I don't want to start a fight or hi-jack, so if this has been covered before sorry.

Has anyone done a test to see how long a noodle will last in the marine conditions? Do they hold up to fuel getting on them?

Just a couple of the questions I have regarding the noodles.

I think maybe I'll put together a little test myself, just for fun. Stay tuned on that...

Good points, but back to the fact that I just dug all this stuff out. My Boat is 30+ years old, was all original, the deck was still fairly solid (I didn't have to shovel it out) and the only wet foam was the bottom 2" right up front (where there is a leak i'm sure) in the keel. Out of all that foam, less than 5% was wet (None in the back). IF I do decide to put it back in, there won't be any down the keel, only outside the stringers (which I have 4). Under the gas tank had white planks which I would replace with foam board. Up front in the center I think I would lay in foam board as well because the shape wouldn't be too hard to match. This way the entire keel is open for drainage down the middle front to back. I just don't want to "hope it floats" if something bad happens, I want to know it floats.

Stored records:
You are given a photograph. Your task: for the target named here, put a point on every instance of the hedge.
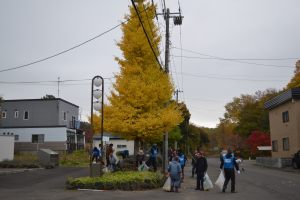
(126, 180)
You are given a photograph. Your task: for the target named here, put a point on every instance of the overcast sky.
(266, 32)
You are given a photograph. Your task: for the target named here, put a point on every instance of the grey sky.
(35, 29)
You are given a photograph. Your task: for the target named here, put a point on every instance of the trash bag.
(220, 181)
(207, 184)
(167, 185)
(143, 167)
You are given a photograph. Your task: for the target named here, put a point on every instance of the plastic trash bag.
(207, 184)
(167, 185)
(220, 181)
(143, 167)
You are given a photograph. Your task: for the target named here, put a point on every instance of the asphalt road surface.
(256, 183)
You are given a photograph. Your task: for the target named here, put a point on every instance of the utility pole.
(177, 21)
(58, 81)
(176, 94)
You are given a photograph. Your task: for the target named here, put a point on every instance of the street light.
(97, 100)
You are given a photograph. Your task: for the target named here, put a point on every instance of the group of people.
(97, 156)
(199, 167)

Problems:
1. In the boat foam post, list every number it gives and say what each one refers to.
2. Put into a numbered list the part of the listing that starts with the line containing "asphalt road surface." and goes through the end of the listing. Include both ends and leave out blank lines.

Solution list:
1.
- 30+: the boat's age in years
- 2": the depth of the wet foam at the bottom, right up front in the keel
- Less than 5%: the share of all the foam that was wet
- 4: the number of stringers

2.
1. You are given a photograph. Your task: for the target named here, put a point on every instance of the asphalt road surface.
2. (256, 183)
3. You are given a photograph. Your task: for the target named here, put a point on every instance of the utility pole.
4. (177, 21)
5. (58, 81)
6. (176, 94)
7. You are given a photograph. Your task: for the target named here, put a point on every instance of the street light.
8. (97, 100)
9. You are given a photograph. Your task: for the target named here, put a point on every instance of the group of people.
10. (97, 156)
11. (199, 167)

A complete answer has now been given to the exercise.